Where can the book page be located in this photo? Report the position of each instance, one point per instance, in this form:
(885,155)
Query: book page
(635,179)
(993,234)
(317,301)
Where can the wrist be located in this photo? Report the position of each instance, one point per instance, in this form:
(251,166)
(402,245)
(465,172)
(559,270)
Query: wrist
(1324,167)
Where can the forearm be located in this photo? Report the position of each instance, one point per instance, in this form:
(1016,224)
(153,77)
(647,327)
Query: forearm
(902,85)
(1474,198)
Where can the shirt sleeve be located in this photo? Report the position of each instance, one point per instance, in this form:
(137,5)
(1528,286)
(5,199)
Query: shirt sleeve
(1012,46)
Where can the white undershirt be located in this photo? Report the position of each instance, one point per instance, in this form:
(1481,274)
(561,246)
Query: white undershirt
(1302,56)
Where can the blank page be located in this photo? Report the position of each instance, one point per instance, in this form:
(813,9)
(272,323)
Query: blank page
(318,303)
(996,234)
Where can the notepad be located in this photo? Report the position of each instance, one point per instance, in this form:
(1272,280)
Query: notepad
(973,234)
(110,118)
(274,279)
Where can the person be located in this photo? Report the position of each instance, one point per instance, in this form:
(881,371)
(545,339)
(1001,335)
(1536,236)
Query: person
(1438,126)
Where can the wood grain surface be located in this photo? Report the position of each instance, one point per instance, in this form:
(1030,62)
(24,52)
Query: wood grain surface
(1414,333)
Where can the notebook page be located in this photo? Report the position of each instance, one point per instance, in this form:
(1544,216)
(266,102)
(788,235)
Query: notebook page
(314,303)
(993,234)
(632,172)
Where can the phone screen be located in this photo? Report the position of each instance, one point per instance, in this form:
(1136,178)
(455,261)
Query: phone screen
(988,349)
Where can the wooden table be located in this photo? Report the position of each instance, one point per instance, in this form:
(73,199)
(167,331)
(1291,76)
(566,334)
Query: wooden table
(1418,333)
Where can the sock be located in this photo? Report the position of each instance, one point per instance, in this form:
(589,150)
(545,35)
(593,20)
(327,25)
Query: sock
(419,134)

+===+

▶ [What you should do]: Reproduce all of the entries above word for word, keeping every line and its order unchanged.

▶ [Exercise solution]:
Where can the book page be located in this photo? Report the position of each instance, one point per instance, in this form:
(885,155)
Query: book page
(635,179)
(993,234)
(317,301)
Where can the wrist be located in this photo? Report the position of each instance, one point per instance, in this form:
(251,166)
(402,245)
(465,172)
(559,270)
Query: wrist
(1324,167)
Where can the forearm be located in this photo? Report the position of each instance, one point per instance, in this form:
(1016,224)
(153,77)
(647,327)
Query: forearm
(902,85)
(1474,198)
Where can the shirt sleeve be located in this photo? Report the position of each instance, one point per instance, in this form:
(137,5)
(1528,286)
(5,199)
Query: shirt sleeve
(1012,46)
Where can the white undershirt be located in this photo? Report the position of each instance, one point per instance, in this form:
(1481,274)
(561,246)
Query: white undershirt
(1302,56)
Where can the blank page be located in this photo? Report the position of each instance, one point per instance, in this form:
(813,9)
(272,323)
Query: blank page
(318,303)
(996,234)
Where can the notepad be located in this photo? Report the position of each instance, one point per instance, in this form:
(1272,280)
Query: notepad
(973,234)
(110,118)
(274,279)
Where can the person be located in this photo? Report the position of each instance, one point per instance, in this form:
(881,371)
(545,339)
(1001,335)
(1536,236)
Query: person
(1438,126)
Where can the wood grain surface be located in this photo? Report the position of each instance, one point per instance, in this form:
(1030,62)
(24,52)
Query: wood grain surface
(1414,333)
Where can the notebook page be located in this photo? Report the position of each instance, one point per instance, in this form:
(1544,216)
(266,102)
(788,235)
Query: notebook page
(314,303)
(993,234)
(632,172)
Where can the phone screen be located in this photo? Report the position of each instance, one point per instance, in this form:
(1136,178)
(455,261)
Query: phone screen
(988,349)
Where can the wooden table be located in this photo? Report the position of each instance, one point per instance, in this form:
(73,199)
(167,331)
(1291,76)
(566,334)
Query: wooden table
(1418,333)
Where can the sock be located in this photo? Report the position of each instance, one point per instance, in this form:
(589,150)
(545,35)
(593,20)
(327,25)
Query: sock
(419,134)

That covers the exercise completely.